PROBLEM TO SOLVE. All of the records must be set down again word for word.

MATERIAL SUPPLIED.
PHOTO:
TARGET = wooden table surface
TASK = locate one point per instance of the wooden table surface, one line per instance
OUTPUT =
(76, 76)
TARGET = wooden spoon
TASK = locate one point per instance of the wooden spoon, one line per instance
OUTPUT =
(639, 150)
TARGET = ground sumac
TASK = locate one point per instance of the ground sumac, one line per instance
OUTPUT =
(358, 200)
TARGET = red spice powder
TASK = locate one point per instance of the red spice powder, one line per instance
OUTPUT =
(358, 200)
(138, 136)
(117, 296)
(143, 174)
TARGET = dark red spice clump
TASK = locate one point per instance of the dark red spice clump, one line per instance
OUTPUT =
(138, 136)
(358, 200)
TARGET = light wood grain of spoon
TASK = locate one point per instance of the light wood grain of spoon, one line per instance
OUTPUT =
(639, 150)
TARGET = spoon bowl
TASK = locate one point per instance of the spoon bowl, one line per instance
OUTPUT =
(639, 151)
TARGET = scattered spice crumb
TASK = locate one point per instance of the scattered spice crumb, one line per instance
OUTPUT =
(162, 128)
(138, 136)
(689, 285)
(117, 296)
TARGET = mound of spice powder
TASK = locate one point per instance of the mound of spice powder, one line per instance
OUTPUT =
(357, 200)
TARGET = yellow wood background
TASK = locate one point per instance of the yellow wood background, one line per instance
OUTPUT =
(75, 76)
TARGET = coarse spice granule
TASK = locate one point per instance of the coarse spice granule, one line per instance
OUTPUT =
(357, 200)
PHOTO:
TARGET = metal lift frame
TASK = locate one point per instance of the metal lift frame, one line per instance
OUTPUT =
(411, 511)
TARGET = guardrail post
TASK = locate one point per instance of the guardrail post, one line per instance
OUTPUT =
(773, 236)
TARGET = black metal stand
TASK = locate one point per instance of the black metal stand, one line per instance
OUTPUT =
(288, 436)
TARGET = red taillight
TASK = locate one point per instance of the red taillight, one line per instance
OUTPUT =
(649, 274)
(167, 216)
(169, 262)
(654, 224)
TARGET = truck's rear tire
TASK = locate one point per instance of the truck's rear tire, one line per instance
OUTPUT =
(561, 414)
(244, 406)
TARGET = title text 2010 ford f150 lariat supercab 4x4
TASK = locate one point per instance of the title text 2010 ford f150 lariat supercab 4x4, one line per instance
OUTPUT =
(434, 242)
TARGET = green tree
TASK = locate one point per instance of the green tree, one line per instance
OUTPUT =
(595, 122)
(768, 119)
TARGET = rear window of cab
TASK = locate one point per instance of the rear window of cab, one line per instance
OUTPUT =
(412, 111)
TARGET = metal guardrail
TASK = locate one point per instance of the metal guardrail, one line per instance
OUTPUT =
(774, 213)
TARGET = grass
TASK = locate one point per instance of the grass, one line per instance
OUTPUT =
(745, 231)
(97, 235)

PROBLEM SOLUTION.
PHOTO:
TARGET = wooden table surface
TASK = locate one point per instance of the wooden table surface, one line per instance
OUTPUT =
(76, 76)
TARGET = wooden spoon
TASK = locate one point per instance of the wooden spoon, one line per instance
OUTPUT =
(639, 150)
TARGET = ground sumac
TASK = locate one point per instance of the ground sumac, one line per instance
OUTPUT =
(358, 200)
TARGET = red spice powder
TASK = locate one point per instance of the red spice powder, one line per instance
OUTPUT =
(358, 200)
(138, 136)
(117, 296)
(143, 174)
TARGET = dark red spice clump
TASK = locate one point per instance of the dark red spice clump, one line per instance
OUTPUT =
(138, 136)
(358, 200)
TARGET = light wood grain of spoon
TASK = locate one point per instance of the light wood grain of spoon, one line per instance
OUTPUT =
(639, 150)
TARGET = spoon bowl
TASK = locate one point per instance of the spoon bowl, one line per instance
OUTPUT =
(639, 151)
TARGET = scattered spice crumb
TASK = locate one point per instance of the scattered spice crumb, one line per instance
OUTPUT =
(162, 128)
(138, 136)
(689, 285)
(117, 296)
TARGET = mound of spice powder
TASK = locate one point per instance of the mound of spice powder, one line per instance
OUTPUT =
(357, 200)
TARGET = yellow wood background
TASK = locate one point per instance of the yellow wood background, one line per instance
OUTPUT =
(75, 76)
TARGET = coarse spice granule
TASK = locate one point per instance of the coarse spice granule, one line per instance
OUTPUT =
(357, 200)
PHOTO:
TARGET = metal lift frame
TASK = locate one point per instance of the metal lift frame, one line per instance
OUTPUT =
(411, 511)
TARGET = guardrail post
TASK = locate one point per instance of the guardrail post, one line per instance
OUTPUT =
(773, 236)
TARGET = black metal stand
TASK = locate one point per instance of the black metal stand, one line per instance
OUTPUT =
(288, 436)
TARGET = red taillight
TASK = locate one point per instance of the red taillight, one line per instance
OUTPUT =
(649, 274)
(167, 216)
(169, 262)
(654, 224)
TARGET = truck's rear tire
TASK = locate one point per instance of the truck's rear tire, one line per instance
OUTPUT =
(561, 414)
(244, 406)
TARGET = title text 2010 ford f150 lariat supercab 4x4
TASK = locate one point per instance of the title text 2010 ford f150 lariat supercab 4x4, one line per instance
OUTPUT =
(434, 242)
TARGET = green tree
TASK = locate one point per instance of the green tree, one line per instance
OUTPUT =
(595, 122)
(768, 119)
TARGET = rear window of cab
TASK = locate one point per instance of the rear window of cab, one line per instance
OUTPUT =
(412, 111)
TARGET = metal guardrail
TASK = locate one point per instance of the metal guardrail, one line per instance
OUTPUT =
(774, 213)
TARGET = grass
TASK = locate one point per instance of the grass, one line per instance
OUTPUT =
(745, 231)
(97, 235)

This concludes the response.